## Data to process
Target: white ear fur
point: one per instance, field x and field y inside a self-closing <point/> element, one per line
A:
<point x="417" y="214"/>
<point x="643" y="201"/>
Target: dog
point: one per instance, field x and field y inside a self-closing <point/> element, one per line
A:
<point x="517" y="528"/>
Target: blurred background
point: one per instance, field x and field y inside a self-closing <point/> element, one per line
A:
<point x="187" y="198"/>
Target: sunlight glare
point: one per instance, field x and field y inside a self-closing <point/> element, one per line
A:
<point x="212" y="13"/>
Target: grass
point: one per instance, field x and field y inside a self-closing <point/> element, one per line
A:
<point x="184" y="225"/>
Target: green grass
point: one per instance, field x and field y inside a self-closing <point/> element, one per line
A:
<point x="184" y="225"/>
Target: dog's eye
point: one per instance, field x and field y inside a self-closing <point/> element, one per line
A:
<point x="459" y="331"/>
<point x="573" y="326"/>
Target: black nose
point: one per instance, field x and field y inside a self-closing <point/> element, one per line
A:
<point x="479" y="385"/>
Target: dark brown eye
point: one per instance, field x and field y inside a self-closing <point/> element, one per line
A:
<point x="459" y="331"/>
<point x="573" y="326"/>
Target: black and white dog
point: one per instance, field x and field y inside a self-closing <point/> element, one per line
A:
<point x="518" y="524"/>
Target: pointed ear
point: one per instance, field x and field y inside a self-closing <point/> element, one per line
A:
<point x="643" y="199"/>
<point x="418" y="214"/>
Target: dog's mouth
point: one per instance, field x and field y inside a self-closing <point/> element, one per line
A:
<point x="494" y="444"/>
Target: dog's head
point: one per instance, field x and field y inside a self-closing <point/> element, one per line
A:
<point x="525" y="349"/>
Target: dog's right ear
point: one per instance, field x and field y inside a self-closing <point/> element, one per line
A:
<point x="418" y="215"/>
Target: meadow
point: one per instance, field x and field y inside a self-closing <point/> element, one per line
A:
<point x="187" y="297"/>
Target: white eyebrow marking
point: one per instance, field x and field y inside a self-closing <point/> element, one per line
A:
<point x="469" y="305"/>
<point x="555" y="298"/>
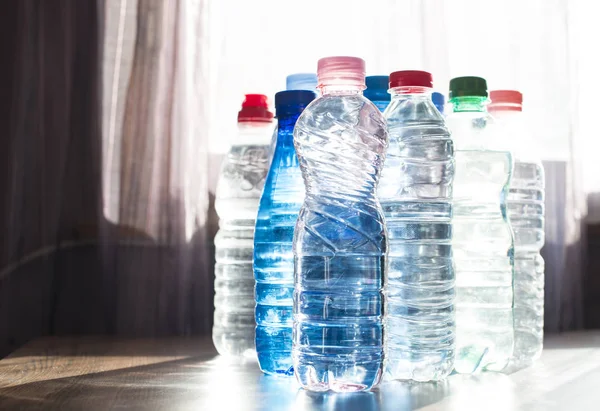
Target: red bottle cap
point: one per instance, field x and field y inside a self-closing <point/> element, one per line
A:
<point x="505" y="100"/>
<point x="255" y="108"/>
<point x="411" y="78"/>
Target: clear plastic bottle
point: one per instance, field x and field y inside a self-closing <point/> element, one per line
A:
<point x="280" y="204"/>
<point x="482" y="238"/>
<point x="526" y="213"/>
<point x="340" y="243"/>
<point x="416" y="196"/>
<point x="238" y="192"/>
<point x="377" y="91"/>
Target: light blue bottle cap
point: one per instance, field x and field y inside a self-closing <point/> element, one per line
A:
<point x="301" y="81"/>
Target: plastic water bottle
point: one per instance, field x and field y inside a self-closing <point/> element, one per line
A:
<point x="526" y="213"/>
<point x="238" y="192"/>
<point x="273" y="258"/>
<point x="376" y="91"/>
<point x="340" y="243"/>
<point x="482" y="237"/>
<point x="416" y="196"/>
<point x="301" y="81"/>
<point x="439" y="101"/>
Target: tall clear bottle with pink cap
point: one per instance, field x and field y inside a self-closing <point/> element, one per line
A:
<point x="340" y="244"/>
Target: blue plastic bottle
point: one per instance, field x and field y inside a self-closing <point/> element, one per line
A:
<point x="376" y="91"/>
<point x="416" y="196"/>
<point x="273" y="258"/>
<point x="438" y="101"/>
<point x="340" y="243"/>
<point x="301" y="81"/>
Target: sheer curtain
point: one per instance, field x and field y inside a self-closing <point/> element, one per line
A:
<point x="155" y="170"/>
<point x="524" y="45"/>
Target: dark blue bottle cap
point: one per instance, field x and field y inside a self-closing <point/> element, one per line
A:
<point x="290" y="102"/>
<point x="438" y="100"/>
<point x="377" y="87"/>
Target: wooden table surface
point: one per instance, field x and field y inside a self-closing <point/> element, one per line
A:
<point x="90" y="373"/>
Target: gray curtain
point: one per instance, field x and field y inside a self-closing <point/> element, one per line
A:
<point x="102" y="170"/>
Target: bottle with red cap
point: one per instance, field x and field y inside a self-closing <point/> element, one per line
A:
<point x="526" y="213"/>
<point x="416" y="196"/>
<point x="483" y="244"/>
<point x="340" y="243"/>
<point x="238" y="193"/>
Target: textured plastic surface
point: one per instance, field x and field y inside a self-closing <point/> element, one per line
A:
<point x="273" y="257"/>
<point x="483" y="242"/>
<point x="238" y="192"/>
<point x="339" y="244"/>
<point x="526" y="212"/>
<point x="416" y="196"/>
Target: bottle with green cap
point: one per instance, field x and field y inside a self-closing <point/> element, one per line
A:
<point x="483" y="242"/>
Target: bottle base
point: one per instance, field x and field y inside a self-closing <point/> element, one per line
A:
<point x="334" y="374"/>
<point x="276" y="364"/>
<point x="232" y="345"/>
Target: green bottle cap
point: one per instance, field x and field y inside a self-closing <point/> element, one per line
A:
<point x="468" y="87"/>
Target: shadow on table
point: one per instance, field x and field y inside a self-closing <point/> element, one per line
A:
<point x="199" y="383"/>
<point x="208" y="382"/>
<point x="285" y="394"/>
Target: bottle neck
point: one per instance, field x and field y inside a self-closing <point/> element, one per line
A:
<point x="341" y="89"/>
<point x="285" y="129"/>
<point x="469" y="104"/>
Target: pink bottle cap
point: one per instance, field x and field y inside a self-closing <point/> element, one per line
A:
<point x="341" y="71"/>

## Directions
Every line of the data should be copied as it stands, without the images.

## Response
Target: white ear fur
point: one per instance, field x and field y inside a self-closing <point/> element, one per line
A:
<point x="417" y="214"/>
<point x="643" y="201"/>
Target: dog
point: one per instance, field x and field y inside a self-closing <point/> element, one per line
A:
<point x="517" y="528"/>
Target: blurred background
point: one per instance, field x and field y inside a self-closing <point/> element, one per line
A:
<point x="187" y="198"/>
Target: sunlight glare
point: one per instance, field x and field y inside a self-closing <point/> element, one per line
A:
<point x="212" y="13"/>
Target: grass
point: one per instance, field x and field y inside a self-closing <point/> element, one per line
A:
<point x="184" y="225"/>
Target: green grass
point: one per instance, field x and field y inside a self-closing <point/> element, one per line
A:
<point x="184" y="225"/>
Target: dog's eye
point: one per instance, field x and field y inside a self-closing <point/> element, one per line
A:
<point x="459" y="331"/>
<point x="573" y="326"/>
Target: black nose
point: one per instance, field x and field y inside a self-closing <point/> element, one per line
A:
<point x="479" y="385"/>
Target: dark brown eye
point: one per instance, field x and field y inside a self-closing <point/> element, one per line
A:
<point x="459" y="331"/>
<point x="573" y="326"/>
Target: black and white dog
point: one per instance, field x and field y inside a self-closing <point/> element, one per line
A:
<point x="518" y="524"/>
Target: pointed ear
point: one per instance, field x and field y inside a self-closing <point/> element, one per line
A:
<point x="643" y="199"/>
<point x="418" y="214"/>
Target: dog's mouth
point: one per instance, field x and field y inside a self-closing <point/> element, one per line
A:
<point x="494" y="444"/>
Target: dog's head
point: one per instance, field x and field y inside a self-closing <point/> element, one per line
A:
<point x="525" y="349"/>
Target: dog's right ear
point: one per instance, field x and field y inside a self-closing <point/> element, one per line
A:
<point x="418" y="215"/>
Target: meadow
point: one per instance, field x and field y inside a self-closing <point/> element, one per line
A:
<point x="187" y="297"/>
Target: white eyebrow marking
point: one per instance, field x and field y inside a self-closing <point/> element, one per line
A:
<point x="469" y="305"/>
<point x="555" y="298"/>
Target: red bottle cap
point: one per instance, field x and field y inside a self-closing <point/> element, one per line
A:
<point x="505" y="100"/>
<point x="255" y="108"/>
<point x="411" y="78"/>
Target: clear plastic bottle
point: one per instance, field x and field y inside a self-closing <point/> element, one per line
A:
<point x="280" y="204"/>
<point x="482" y="238"/>
<point x="526" y="213"/>
<point x="340" y="243"/>
<point x="416" y="196"/>
<point x="238" y="192"/>
<point x="377" y="91"/>
Target: light blue bottle cap
point: one per instance, field x and field y inside a self-closing <point/> element, one per line
A:
<point x="301" y="81"/>
Target: plastic water bottle
point: one per instance, field x and field y inside a self-closing <point/> element, one per line
A:
<point x="526" y="213"/>
<point x="238" y="192"/>
<point x="273" y="258"/>
<point x="376" y="91"/>
<point x="340" y="243"/>
<point x="482" y="237"/>
<point x="416" y="196"/>
<point x="301" y="81"/>
<point x="439" y="101"/>
Target: tall clear bottle with pink cap
point: one per instance, field x and field y inside a self-closing <point/> element, one per line
A:
<point x="340" y="244"/>
Target: blue plastic bottle
point: one per instance, field x and field y inside a self-closing <point/> element, one per line
A:
<point x="376" y="91"/>
<point x="416" y="196"/>
<point x="273" y="258"/>
<point x="438" y="101"/>
<point x="340" y="243"/>
<point x="301" y="81"/>
Target: sheer curtain
point: one per instance, field x and field y inside a self-closing <point/> element, one per line
A:
<point x="155" y="170"/>
<point x="524" y="45"/>
Target: dark blue bottle cap
point: one per instance, field x and field y inside a self-closing <point/> element, one per line
A:
<point x="290" y="102"/>
<point x="438" y="100"/>
<point x="377" y="87"/>
Target: wooden table surface
point: one per instance, field x and field y inside a self-closing <point/> element, one per line
A:
<point x="90" y="373"/>
Target: gray curtain
point: one per instance, field x and field y inside a self-closing <point/> element, one per line
A:
<point x="102" y="170"/>
Target: bottle with red cap
point: one per instance, field x and field y inside a self-closing <point/> element, one per line
A:
<point x="526" y="213"/>
<point x="416" y="196"/>
<point x="483" y="244"/>
<point x="340" y="243"/>
<point x="238" y="193"/>
Target: textured plastic surface
point: one per instance, field x and field y inside a self-closing <point/> element, one per line
A:
<point x="273" y="257"/>
<point x="483" y="242"/>
<point x="238" y="192"/>
<point x="339" y="244"/>
<point x="526" y="212"/>
<point x="416" y="196"/>
Target: bottle with green cap
point: one per instance, field x and field y inside a self-closing <point/> element, one per line
A:
<point x="483" y="242"/>
Target: bottle base
point: one per instance, field x and field y inside a self-closing <point/> element, one per line
A:
<point x="334" y="374"/>
<point x="276" y="364"/>
<point x="232" y="345"/>
Target: green bottle cap
point: one per instance, field x and field y inside a self-closing <point/> element, one per line
A:
<point x="468" y="87"/>
Target: shadow on table
point: one per instance, field x and field y inside a self-closing <point/> element, one per line
A:
<point x="199" y="383"/>
<point x="208" y="382"/>
<point x="285" y="394"/>
Target: bottle neck
point: one per instance, field x and field y inside a self-closing <point/> element, one per line
A:
<point x="341" y="89"/>
<point x="285" y="129"/>
<point x="469" y="104"/>
Target: pink bottle cap
point: one per instance, field x and field y inside a self-closing <point/> element, one per line
A:
<point x="341" y="71"/>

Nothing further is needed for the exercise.